* **Page text**:
>> Begin
Sister Patricia Fox to be deported

Evelyn Macairan - The Philippine Star
Sister Patricia Fox to be deported
In a 10-page resolution yesterday, the BI Board of Commissioners (BOC) said that aside from deporting Fox, her name was also included in the bureau’s blacklist.
Michael Varcas

MANILA, Philippines — After more than three months of fighting to stay in the Philippines, 72-year-old Australian nun Patricia Fox lost her battle, with the Bureau of Immigration (BI) issuing an order for her deportation. 

In a 10-page resolution yesterday, the BI Board of Commissioners (BOC) said that aside from deporting Fox, her name was also included in the bureau’s blacklist.

The BOC found “Fox, Patricia Anne, an Australian national, in violation of the limitations and conditions of Commonwealth Act 613, Section 9 (g) missionary visa and undesirable under Article 2711, Section 69 and order her deportation to Australia, subject to her submission of all appropriate clearance and the inclusion of her name in the BI’s blacklist, thus barring her re-entry into the country.”

 Fox is the head of the provincial superior of the Our Lady of Sion Sisters. The missionary visa, which allowed her in the country for 27 years, is only valid until Sept. 5 this year.

 The BI said there were photographs showing that she engaged in several partisan political activities sometime in 2013, 2016, 2017 and 2018—including those where she reportedly demanded for the release of political prisoners, joined the rallies for land distribution in Hacienda Luisita, and a labor rally in Davao City.

 She was also found to be one of the main participants in the press conference: “Trump and Duterte, hands off rights defenders” and in another press conference “Stop Killing Farmers” aimed at protesting, among others, the alleged plunder in Mindanao.

In crafting their resolution, the BI took into consideration President Duterte’s earlier statements that branded Fox as an undesirable alien by joining political rallies. “In fact, the President even publicly admitted that it was upon his instructions to investigate Fox for disorderly conduct for participating in rallies.”

 “By such declaration, the President has exercised his plenary power granted to him to expel or deport an alien for being undesirable,” the BI explained, citing the Administrative Code of 1987, Book III (Office of the President), Title I (Powers of the President), Sections 8 and 11 in relation to Commonwealth Act 613 (The Philippine Immigration Act of 1940, as amended), Section 52 and Act 2711 (Revised Administrative Code of 1917), Section 69.

 “The power to deport aliens is lodged in the President of the Republic of the Philippines. The Commissioner of Immigration exercises this power, however, as the qualified political agent of the President. As the administrative alter-ego of the President in deportation cases, the actions of the Commissioner of Immigration relative to the arrest and detention of undesirable aliens are, unless reprobated or disapproved by the President, presumptively the acts of the President,” the ruling read.
>> End
* **Exercise inputs**:
>> Begin
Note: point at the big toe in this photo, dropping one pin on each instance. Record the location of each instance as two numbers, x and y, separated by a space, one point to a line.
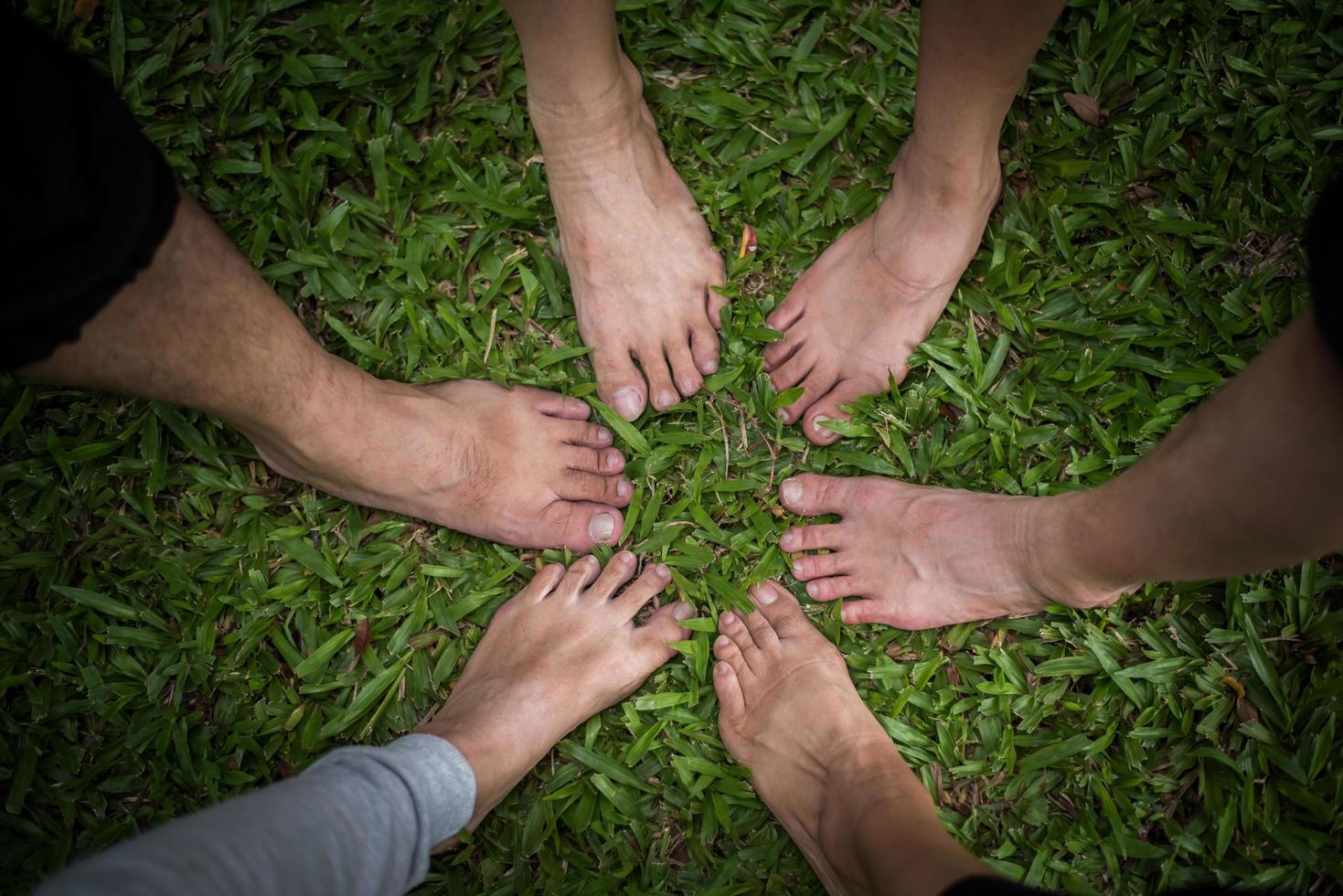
>> End
>> Begin
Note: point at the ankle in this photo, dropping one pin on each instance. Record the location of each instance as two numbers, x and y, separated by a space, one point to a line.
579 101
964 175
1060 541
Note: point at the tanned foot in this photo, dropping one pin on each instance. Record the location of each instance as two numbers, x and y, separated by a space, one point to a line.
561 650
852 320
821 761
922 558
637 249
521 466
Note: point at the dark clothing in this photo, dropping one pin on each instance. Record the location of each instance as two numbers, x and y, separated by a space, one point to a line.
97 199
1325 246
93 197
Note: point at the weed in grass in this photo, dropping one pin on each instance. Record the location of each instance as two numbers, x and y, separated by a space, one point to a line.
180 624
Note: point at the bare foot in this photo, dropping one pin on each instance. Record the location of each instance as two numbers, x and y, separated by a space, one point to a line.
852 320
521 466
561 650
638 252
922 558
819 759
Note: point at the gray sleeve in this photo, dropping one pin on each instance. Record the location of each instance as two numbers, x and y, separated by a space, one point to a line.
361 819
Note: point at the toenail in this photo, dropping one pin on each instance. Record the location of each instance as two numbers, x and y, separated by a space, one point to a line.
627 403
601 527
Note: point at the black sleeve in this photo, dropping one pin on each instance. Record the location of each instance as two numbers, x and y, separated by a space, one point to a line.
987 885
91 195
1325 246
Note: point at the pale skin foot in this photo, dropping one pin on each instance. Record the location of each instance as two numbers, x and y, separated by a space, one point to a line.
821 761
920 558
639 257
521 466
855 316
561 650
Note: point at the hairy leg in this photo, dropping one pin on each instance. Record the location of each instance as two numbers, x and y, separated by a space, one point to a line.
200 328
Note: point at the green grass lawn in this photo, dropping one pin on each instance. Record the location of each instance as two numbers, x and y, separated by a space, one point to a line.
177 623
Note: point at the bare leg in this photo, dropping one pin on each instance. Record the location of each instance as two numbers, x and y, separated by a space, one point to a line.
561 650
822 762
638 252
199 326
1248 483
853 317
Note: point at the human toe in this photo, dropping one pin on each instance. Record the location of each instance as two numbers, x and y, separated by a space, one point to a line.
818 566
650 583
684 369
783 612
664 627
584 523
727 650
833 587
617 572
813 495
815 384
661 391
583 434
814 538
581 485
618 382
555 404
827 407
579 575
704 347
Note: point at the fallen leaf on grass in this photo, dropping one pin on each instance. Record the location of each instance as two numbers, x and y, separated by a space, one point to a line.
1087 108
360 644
>> End
* **Request A**: Pull out every line of the records that contains the string "foot", copying each one in full.
* **Request B**: Write the next part of the news report on the deportation order against Patricia Fox, picking up after its final paragraph.

* **Final result A**:
Note: point at the tanned foot in this photo, dropping one pin on each instance. Record the location of each instance as two numbers, x and y, separated by a space, one point to a line.
Note: point at the bare foot in this photo, dropping one pin on each instance. Record the location of each instance as two numbers, x and y, separated by a space, one point to a line.
Note: point at the pale skin foot in this photo, dropping one pin on each instance. Record the location of each instance as two numbers, x and y, separated by a space, one point to a line.

* **Final result B**:
It added that, “as the qualified agent of the President, the Commissioner of Immigration has charge of the administration of all laws relating to the immigration of aliens in the Philippines, including the enforcement of rules and regulations pertaining to the arrest, detention, investigation and deportation of undesirable aliens.”

 Last April 16, on the strength of a mission order issued by BI Commissioner Jaime Morente, Fox was invited to the BI main office in Intramuros, Manila City after the bureau’s Intelligence Division received information that the Australian nun has allegedly been attending protest rallies, fact-finding missions, jail visits, and supporting and involving herself in assemblies against the government.

She was allowed to leave the BI the following day after she surrendered her passport. The BI also issued an order forfeiting Fox’s missionary visa and downgrading it to a tourist visa and directing her to leave the country in 30 days.

 But Fox’s camp filed a petition for review before the Department of Justice (DOJ) last May 25, questioning the BI’s April 23 and May 17 orders, which denied her motion for reconsideration and supplemental motion for reconsideration, respectively.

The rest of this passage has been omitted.